#### [Work item]
Within the listing below, the lines to output run from the one containing "Target: hand holding mug" through the one containing "blue street sign."; copy them exactly and nothing else.

#### [Source records]
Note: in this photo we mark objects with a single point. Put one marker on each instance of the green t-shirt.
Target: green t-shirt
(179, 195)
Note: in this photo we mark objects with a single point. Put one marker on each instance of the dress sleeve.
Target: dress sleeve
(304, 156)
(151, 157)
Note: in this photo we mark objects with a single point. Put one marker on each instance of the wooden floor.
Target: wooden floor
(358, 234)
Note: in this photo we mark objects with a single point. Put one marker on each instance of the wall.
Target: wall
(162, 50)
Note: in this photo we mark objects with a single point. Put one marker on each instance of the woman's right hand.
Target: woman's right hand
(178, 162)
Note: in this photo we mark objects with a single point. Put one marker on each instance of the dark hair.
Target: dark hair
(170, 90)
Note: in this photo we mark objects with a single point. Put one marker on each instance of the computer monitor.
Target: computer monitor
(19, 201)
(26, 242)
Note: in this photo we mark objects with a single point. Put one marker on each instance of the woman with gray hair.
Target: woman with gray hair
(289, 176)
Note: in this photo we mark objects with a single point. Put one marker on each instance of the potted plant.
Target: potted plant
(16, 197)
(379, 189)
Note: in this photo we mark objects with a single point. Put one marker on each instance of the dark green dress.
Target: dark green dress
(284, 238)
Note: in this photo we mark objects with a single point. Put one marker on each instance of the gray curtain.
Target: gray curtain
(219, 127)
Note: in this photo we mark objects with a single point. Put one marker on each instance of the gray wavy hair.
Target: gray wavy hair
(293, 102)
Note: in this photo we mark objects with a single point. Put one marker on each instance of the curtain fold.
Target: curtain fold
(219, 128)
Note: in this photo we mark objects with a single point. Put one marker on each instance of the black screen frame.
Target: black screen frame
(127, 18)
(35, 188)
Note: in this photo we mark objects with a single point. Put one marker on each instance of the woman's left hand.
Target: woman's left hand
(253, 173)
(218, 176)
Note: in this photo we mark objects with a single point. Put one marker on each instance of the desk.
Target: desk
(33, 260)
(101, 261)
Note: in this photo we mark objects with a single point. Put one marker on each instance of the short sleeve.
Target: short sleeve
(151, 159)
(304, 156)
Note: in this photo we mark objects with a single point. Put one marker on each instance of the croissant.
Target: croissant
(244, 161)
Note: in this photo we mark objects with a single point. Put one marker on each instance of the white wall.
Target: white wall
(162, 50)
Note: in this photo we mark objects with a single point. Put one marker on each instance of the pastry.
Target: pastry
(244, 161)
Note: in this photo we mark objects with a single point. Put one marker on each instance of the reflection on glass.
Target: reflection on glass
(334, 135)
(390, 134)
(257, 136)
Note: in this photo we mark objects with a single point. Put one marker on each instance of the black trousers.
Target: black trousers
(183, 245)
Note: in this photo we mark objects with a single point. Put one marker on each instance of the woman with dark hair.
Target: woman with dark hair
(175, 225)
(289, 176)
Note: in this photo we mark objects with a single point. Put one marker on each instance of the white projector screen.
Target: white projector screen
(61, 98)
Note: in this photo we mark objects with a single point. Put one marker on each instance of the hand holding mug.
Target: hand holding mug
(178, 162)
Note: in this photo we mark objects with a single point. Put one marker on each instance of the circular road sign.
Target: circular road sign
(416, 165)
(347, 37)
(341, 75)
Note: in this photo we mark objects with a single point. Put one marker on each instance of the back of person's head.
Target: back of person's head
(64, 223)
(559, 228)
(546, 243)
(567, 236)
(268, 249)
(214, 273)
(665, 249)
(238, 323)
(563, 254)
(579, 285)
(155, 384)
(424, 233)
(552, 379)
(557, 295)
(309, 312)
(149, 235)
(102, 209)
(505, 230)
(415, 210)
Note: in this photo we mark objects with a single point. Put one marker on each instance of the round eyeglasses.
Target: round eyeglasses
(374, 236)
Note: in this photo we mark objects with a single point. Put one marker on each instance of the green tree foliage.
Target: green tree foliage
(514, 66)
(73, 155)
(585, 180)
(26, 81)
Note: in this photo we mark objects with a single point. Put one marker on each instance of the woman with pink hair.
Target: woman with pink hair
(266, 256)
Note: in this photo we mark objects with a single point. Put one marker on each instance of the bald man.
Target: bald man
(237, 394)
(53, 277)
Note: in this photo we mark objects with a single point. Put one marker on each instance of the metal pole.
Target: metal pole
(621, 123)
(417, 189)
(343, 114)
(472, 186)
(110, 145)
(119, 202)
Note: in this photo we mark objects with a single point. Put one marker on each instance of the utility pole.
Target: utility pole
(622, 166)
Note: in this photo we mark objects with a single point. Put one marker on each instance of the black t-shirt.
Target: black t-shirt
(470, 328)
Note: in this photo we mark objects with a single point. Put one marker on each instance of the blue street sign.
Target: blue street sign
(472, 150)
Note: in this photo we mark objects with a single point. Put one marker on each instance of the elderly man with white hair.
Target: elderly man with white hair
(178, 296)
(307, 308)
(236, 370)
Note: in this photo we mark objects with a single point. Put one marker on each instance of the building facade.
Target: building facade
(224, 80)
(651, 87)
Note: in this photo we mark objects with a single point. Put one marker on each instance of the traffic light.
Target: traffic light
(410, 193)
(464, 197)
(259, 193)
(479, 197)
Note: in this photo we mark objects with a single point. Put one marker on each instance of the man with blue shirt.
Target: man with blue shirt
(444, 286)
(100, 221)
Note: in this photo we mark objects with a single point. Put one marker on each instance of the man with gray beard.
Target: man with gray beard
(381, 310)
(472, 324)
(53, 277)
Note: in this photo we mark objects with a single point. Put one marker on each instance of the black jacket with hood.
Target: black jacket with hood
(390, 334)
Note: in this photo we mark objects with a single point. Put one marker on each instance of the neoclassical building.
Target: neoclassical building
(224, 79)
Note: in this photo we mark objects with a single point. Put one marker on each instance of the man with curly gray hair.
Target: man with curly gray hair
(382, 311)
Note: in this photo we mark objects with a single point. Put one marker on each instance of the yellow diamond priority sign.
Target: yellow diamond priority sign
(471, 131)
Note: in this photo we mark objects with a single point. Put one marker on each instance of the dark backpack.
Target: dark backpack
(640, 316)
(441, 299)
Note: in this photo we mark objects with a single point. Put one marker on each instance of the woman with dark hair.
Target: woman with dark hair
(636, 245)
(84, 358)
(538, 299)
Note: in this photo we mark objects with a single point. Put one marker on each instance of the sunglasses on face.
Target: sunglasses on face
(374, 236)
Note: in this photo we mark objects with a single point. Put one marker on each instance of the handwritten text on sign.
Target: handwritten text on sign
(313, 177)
==
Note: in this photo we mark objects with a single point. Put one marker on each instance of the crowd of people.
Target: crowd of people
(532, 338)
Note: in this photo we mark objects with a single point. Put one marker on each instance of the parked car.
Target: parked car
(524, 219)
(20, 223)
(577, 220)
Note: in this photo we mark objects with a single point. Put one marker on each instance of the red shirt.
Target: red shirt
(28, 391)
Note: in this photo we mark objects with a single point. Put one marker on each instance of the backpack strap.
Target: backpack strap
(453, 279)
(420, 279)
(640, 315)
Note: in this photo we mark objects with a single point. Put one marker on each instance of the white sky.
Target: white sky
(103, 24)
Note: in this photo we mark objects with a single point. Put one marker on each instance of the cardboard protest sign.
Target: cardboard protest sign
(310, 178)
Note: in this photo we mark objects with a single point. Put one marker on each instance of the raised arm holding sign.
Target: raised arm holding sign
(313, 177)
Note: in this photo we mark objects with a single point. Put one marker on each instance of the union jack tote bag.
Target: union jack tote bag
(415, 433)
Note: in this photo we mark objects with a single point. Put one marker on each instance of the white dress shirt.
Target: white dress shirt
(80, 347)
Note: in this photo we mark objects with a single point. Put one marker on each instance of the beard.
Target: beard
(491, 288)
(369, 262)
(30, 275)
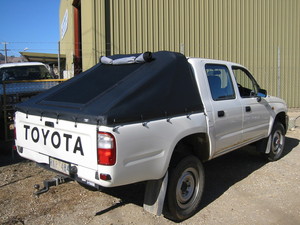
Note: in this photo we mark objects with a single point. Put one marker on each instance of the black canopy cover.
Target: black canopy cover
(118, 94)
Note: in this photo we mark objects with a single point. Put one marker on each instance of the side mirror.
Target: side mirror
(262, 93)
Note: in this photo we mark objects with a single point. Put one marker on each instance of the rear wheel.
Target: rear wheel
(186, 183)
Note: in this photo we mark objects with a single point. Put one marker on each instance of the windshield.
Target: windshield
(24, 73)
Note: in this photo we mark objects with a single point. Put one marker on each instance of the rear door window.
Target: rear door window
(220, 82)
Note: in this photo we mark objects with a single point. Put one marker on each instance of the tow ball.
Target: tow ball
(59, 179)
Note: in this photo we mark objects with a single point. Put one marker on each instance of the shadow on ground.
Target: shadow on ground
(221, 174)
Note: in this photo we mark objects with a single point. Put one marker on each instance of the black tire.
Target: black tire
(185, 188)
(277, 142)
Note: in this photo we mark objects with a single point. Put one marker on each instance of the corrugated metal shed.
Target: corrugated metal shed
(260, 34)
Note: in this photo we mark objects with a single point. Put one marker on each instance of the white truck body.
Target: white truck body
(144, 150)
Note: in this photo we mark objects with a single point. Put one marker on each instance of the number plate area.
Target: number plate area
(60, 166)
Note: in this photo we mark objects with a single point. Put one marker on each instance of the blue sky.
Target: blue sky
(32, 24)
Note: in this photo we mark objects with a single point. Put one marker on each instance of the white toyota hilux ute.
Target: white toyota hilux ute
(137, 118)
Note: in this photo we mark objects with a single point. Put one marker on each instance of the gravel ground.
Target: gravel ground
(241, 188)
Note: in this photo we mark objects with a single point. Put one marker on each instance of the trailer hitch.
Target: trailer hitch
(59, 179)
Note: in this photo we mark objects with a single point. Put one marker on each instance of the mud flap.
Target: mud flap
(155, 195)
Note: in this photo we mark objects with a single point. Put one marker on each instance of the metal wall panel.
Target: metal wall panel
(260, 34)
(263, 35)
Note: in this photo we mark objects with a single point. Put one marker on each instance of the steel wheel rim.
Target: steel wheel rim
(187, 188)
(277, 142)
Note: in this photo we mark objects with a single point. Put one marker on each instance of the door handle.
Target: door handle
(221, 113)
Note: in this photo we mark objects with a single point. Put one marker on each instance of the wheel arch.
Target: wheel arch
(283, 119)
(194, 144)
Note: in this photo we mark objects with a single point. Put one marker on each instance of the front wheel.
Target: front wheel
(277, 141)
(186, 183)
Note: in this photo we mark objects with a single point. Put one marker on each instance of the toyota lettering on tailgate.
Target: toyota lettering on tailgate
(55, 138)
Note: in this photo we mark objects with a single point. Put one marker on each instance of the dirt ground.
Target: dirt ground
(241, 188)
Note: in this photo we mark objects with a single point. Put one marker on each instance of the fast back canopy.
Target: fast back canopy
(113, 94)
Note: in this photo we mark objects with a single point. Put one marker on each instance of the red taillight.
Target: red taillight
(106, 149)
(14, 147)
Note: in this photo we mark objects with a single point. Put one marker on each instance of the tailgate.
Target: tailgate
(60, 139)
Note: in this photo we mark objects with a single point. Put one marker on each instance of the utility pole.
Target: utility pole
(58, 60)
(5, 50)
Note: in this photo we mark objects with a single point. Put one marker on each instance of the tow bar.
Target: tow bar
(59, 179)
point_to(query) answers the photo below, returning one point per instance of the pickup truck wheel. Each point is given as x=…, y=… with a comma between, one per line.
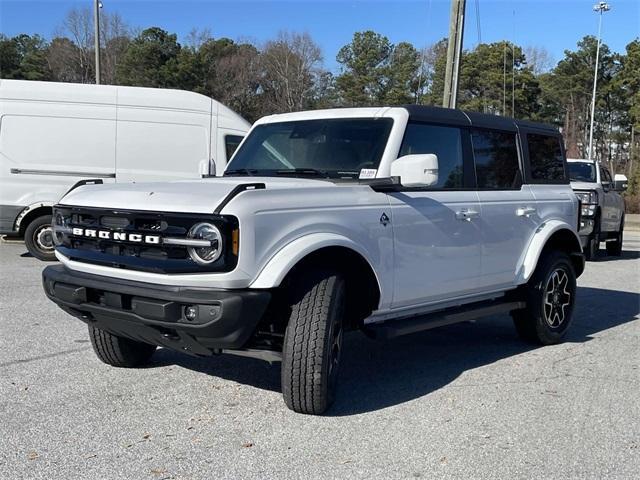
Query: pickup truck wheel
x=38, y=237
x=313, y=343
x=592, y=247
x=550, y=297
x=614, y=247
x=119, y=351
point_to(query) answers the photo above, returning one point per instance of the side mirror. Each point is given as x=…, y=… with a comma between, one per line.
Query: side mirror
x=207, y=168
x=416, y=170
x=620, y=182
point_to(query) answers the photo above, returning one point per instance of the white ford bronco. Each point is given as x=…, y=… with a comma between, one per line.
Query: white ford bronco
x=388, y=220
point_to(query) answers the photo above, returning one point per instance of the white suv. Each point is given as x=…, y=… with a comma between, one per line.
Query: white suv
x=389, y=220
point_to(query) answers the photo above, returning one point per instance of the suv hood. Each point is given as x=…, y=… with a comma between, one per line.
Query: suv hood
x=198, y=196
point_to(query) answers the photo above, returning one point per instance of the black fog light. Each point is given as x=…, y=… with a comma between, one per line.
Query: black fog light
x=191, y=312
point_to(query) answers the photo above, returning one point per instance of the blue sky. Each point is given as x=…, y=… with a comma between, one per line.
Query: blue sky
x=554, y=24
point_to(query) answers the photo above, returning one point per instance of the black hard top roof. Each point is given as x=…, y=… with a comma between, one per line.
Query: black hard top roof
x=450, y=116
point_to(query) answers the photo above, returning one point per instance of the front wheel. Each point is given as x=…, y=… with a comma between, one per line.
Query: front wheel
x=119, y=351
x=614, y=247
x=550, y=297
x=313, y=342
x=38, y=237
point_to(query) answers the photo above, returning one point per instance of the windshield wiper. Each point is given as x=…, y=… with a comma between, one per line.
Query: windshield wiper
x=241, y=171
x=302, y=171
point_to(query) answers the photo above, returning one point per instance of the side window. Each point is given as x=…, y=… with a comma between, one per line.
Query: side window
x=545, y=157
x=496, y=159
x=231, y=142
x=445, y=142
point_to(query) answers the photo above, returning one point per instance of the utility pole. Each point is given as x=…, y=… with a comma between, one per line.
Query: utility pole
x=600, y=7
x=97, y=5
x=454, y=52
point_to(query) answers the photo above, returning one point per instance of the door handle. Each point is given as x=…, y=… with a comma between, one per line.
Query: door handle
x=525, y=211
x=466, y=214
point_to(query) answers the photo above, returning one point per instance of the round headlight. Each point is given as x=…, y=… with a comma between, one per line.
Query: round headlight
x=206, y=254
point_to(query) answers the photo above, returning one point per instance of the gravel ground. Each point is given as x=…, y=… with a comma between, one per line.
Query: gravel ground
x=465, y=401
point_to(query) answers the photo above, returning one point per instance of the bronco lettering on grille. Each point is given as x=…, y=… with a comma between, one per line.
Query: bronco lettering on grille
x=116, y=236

#### [Result]
Target: hand holding mug
(178, 162)
Note: in this photo we mark objects with a single point. Put one marker on each instance of the circular road sign.
Target: circular road sign
(416, 165)
(347, 37)
(341, 75)
Note: in this photo we mark objects with a single point. Put one marker on each instance of the back of person's head.
Target: back of person's head
(64, 223)
(559, 228)
(546, 243)
(567, 236)
(268, 249)
(214, 273)
(665, 249)
(238, 323)
(563, 254)
(579, 285)
(155, 384)
(424, 233)
(552, 379)
(557, 295)
(309, 312)
(149, 235)
(102, 209)
(505, 230)
(415, 210)
Note: in this photo we mark objects with a single point. Put one marker on each instance of the round eyeglasses.
Target: round eyeglasses
(374, 236)
Note: in this photo we mark objects with a single point. Put one marker on each instance of the green tree foliage.
Target: green tree foliage
(514, 66)
(73, 155)
(585, 180)
(26, 81)
Note: in this photo we mark objects with a single point. Put one marker on each instance of the woman with pink hair.
Target: woman with pink hair
(266, 256)
Note: in this photo we mark objects with a single point. Put one marker on each instance of the bald man.
Target: bald man
(237, 394)
(53, 277)
Note: in this photo we mark objects with a single point. Put one marker on each instance of the metal pole.
Target: metal pole
(621, 123)
(417, 189)
(343, 114)
(472, 186)
(110, 145)
(119, 202)
Note: in this photo we mark objects with a single point. Put one marker on each instance of the utility pole.
Target: utility pole
(622, 166)
Note: in this photo we mark objects with a single point. Put one marker on each instance of the black t-shirt.
Target: black t-shirt
(470, 328)
Note: in this photo we mark objects with a single point. Put one marker on each instance of the blue street sign.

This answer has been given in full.